**Given instruction 1:** In the marriage post, rewrite the paragraph beginning "3.He dislikes being touched" as a short bulleted list that keeps its main facts.
**Given instruction 2:**
Using the marriage post, answer each question briefly:
(a) How long has the couple been married?
(b) How many children do they have, and are they sons or daughters?
(c) How many times per year does sex happen in the marriage, according to the writer?

-- start of Text section --

If you would please read this, tell me if you think I might be right, and offer suggestions for what to do!
I'm 34, he's 42, married for almost 10 years, dated for 2 yrs before that. We have 2 daughters.
1.During dating he wasn't super interested in s*x, but seemed "normal" (whatever that is!). In marriage, s*x became less & less frequent, at his desire, not mine. By less frequent, I mean about two to six times per YEAR. When we finally do, it seems "normal" - again, whatever "normal" is. He usually apologizes that it's been so long, promises to be better in the future.
2.He generally represses feelings and emotions. He's difficult to "read." He's not very sensitive to social nuances, either. He's squeamish about body functions (s*x, bathroom stuff, and oh my, when I had babies, that almost undid him!). Now, he's also squeamish about foods, too, so this may be totally unrelated.
3.He dislikes being touched. If I sit next to him and rest a hand on his thigh, he'll wait a few minutes, squeeze my hand and put it back in my own lap. He pushes away from hugs after just a second or two, does not tolerate much touching or cuddling from the kids.

-- end of Text section --
-- start of Material shown --

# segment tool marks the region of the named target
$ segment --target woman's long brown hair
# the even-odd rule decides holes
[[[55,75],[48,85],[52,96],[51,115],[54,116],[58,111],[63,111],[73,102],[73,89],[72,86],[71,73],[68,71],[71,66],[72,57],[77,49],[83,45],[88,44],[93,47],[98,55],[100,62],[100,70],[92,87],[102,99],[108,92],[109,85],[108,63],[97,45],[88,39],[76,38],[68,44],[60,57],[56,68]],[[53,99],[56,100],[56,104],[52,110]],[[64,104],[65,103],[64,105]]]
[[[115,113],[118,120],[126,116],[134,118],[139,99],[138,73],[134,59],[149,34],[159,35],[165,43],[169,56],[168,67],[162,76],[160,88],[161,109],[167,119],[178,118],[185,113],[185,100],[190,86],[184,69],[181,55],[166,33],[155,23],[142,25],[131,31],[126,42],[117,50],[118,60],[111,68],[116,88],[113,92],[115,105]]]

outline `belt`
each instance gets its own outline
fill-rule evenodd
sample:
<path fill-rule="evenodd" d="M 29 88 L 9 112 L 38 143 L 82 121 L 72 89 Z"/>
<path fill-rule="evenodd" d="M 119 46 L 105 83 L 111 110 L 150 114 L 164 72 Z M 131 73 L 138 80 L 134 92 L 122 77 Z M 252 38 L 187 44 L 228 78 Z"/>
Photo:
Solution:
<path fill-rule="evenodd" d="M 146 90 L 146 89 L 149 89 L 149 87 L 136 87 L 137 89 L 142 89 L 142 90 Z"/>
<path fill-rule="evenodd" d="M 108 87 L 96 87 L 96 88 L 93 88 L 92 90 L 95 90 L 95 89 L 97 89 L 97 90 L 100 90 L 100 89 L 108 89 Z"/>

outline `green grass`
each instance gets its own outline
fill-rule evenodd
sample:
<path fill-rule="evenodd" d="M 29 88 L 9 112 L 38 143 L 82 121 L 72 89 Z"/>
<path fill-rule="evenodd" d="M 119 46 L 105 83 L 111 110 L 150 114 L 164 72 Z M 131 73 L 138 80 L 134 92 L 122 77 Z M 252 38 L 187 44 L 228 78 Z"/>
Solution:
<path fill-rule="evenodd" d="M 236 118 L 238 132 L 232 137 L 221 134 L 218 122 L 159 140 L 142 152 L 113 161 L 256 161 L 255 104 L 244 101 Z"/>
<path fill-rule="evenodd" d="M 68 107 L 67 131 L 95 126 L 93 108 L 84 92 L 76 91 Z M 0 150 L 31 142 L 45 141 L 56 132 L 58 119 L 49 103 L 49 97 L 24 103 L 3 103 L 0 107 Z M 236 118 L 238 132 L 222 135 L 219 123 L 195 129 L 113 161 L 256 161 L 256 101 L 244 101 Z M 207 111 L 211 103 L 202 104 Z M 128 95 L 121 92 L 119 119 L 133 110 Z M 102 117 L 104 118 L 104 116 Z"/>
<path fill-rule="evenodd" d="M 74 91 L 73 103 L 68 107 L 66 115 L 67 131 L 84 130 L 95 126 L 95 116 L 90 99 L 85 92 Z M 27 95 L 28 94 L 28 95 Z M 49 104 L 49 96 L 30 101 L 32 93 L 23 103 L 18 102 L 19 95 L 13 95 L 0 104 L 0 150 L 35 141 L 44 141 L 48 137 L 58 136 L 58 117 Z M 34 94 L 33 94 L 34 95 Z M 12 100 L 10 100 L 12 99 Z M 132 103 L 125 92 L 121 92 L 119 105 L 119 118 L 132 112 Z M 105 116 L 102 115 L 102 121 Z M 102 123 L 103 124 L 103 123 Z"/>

-- end of Material shown --

**Exercise response 1:**
- He dislikes being touched.
- If the writer rests a hand on his thigh, after a few minutes he squeezes it and puts it back in the writer's lap.
- He pulls away from hugs after a second or two.
- He tolerates little touching or cuddling from the kids.

**Exercise response 2:**
(a) Almost 10 years.
(b) Two daughters.
(c) About two to six times per year.